State media outlets such as Xinhua, CCTV, and People’s Daily have all chosen to allocate generous space to the topic. Among them, CCTV’s coverage is unquestionably the highlight: the television station dispatched teams of reporters to travel along different routes of the BRI. Besides the usual stops at landmark Chinese BRI projects, one team embarked on a Chinese ship that sailed all the way from Jiangsu province in China to Europe through the Arctic Ocean, in a report dubbed “The Silk Road on Ice”.

Across China’s mainstream media, most reports touted the success of the BRI, as expected, and highlighted key projects, with  the People’s Daily offering a comprehensive list in an article titled “China’s Contribution”. Projects cited include the the Gwadar Port in Pakistan, the Kuala Lumpur subway system in Malaysia, and China-Europe freight rail and industrial parks in Belarus and Cambodia.

Despite the largely celebratory coverage, there were still hints of tempered defensiveness in tone and language. For example, in a commentary published in the ideologically conservative Red Flag Digest, the authors insisted that “BRI is an economic cooperation initiative” that should not be overly conflated, and that its two core components were “connectivity of infrastructure and cooperation on (building) industrial capacity”. The authors also responded to comparisons of the BRI to the Marshall Plan, saying that the “BRI is not China’s Marshall Plan” and “it does not seek to expand China’s ‘sphere of influence’, nor does it aim to export the ‘China model’,”

This is notable, and suggests a dialing down of a more assertive message from a year earlier, when state media and key supporters for the BRI advocated the spread of “Chinese wisdom”,”Chinese experience” and “Chinese solutions” to other developing countries. Recently, the escalating animosity with the United States over trade and industrial policy has led some to question the wisdom of touting the Chinese wisdom so loudly.

In less-official media outlets facing fewer restrictions, commentators have been less constrained in their analysis of the BRI. The Financial Times’ Chinese site (paywalled) has recently become a hub of reflective BRI pieces that try to re-calibrate outside perceptions of the grand initiative. In one interview, Singapore-based Chinese politics pundit Zheng Yongnian believes that external world has fundamentally mistaken the BRI as President Xi’s project to achieve “China’s Rejuvenation”. He offers a more tempered rationale for the BRI project, arguing that  “the surplus industrial capacity and capital, a consequence of slowing economic growth domestically, is the main driver of (BRI)” and because “most of (China’s) exported capacity and capital is state-owned, the outside world (has) “mistaken” it for some kind of broader governmental strategy. He also suggests that the BRI is a phenomenon more related to China’s developmental stage than to the will power of its top leader. In his view, Chinese capital and capacity have reached a point where they must search for a “way out” and that trend already started during President Jiang Zemin’s tenure and has only truly accelerated recently. Thus, he believes that the style and personality of the current leader is only a secondary driving factor behind the BRI.. “If this administration did not start the BRI, the next administration certainly would have,” he said.

[Rows from a segmentation dataset]
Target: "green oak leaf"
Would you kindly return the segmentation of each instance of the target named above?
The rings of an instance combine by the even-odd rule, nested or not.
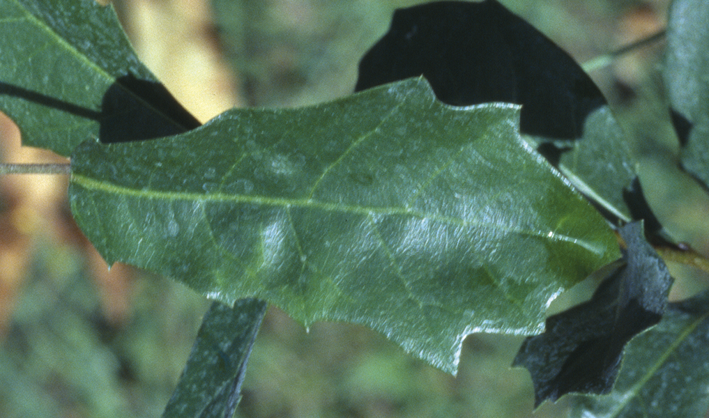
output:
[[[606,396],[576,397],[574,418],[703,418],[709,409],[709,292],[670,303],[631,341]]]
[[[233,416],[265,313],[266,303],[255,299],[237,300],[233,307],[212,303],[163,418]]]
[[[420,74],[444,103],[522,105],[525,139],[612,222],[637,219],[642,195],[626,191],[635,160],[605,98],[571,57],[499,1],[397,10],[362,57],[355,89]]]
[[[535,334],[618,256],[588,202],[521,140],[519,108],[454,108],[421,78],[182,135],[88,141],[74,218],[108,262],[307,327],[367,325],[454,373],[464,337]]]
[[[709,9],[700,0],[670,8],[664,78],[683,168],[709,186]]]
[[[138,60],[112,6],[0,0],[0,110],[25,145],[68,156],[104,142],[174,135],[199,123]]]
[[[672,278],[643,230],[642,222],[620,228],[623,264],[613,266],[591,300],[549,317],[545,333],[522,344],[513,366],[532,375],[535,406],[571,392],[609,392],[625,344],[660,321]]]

PROBLEMS.
1. Using the excerpt on Chinese media coverage of the BRI, decide whether each statement agrees with it. For each, answer yes or no and quote the words from the excerpt that settle it. (a) One CCTV team traveled by ship from China to Europe through the Arctic Ocean. (b) The Red Flag Digest commentary described the BRI as China's Marshall Plan. (c) Zheng Yongnian regards the current leader's style and personality as the main driver of the BRI.
2. Echo every line of the segmentation dataset rows with no changes, leaving out the picture.

EXPECTED OUTPUTS.
1.
(a) Yes: "one team embarked on a Chinese ship that sailed all the way from Jiangsu province in China to Europe through the Arctic Ocean"
(b) No: "BRI is not China’s Marshall Plan"
(c) No: "the style and personality of the current leader is only a secondary driving factor behind the BRI"

2.
Target: "green oak leaf"
Would you kindly return the segmentation of each instance of the target named above?
The rings of an instance combine by the even-odd rule, nested or not.
output:
[[[606,396],[576,397],[574,418],[703,418],[709,409],[709,292],[670,303],[631,341]]]
[[[233,416],[265,313],[266,303],[255,299],[237,300],[233,307],[212,303],[163,418]]]
[[[420,74],[444,103],[522,105],[525,139],[612,222],[637,219],[642,195],[626,191],[635,160],[605,98],[571,57],[499,1],[397,10],[362,57],[355,89]]]
[[[535,334],[618,256],[588,202],[521,140],[519,108],[454,108],[421,78],[182,135],[88,141],[74,218],[108,262],[307,327],[367,325],[454,373],[464,337]]]
[[[709,9],[700,0],[670,8],[664,78],[683,168],[709,186]]]
[[[138,60],[112,6],[0,0],[0,110],[25,145],[68,156],[104,142],[174,135],[199,123]]]
[[[672,278],[643,230],[642,222],[620,228],[623,264],[613,266],[591,300],[549,317],[545,333],[522,344],[513,366],[532,375],[535,406],[571,392],[609,392],[625,344],[660,321]]]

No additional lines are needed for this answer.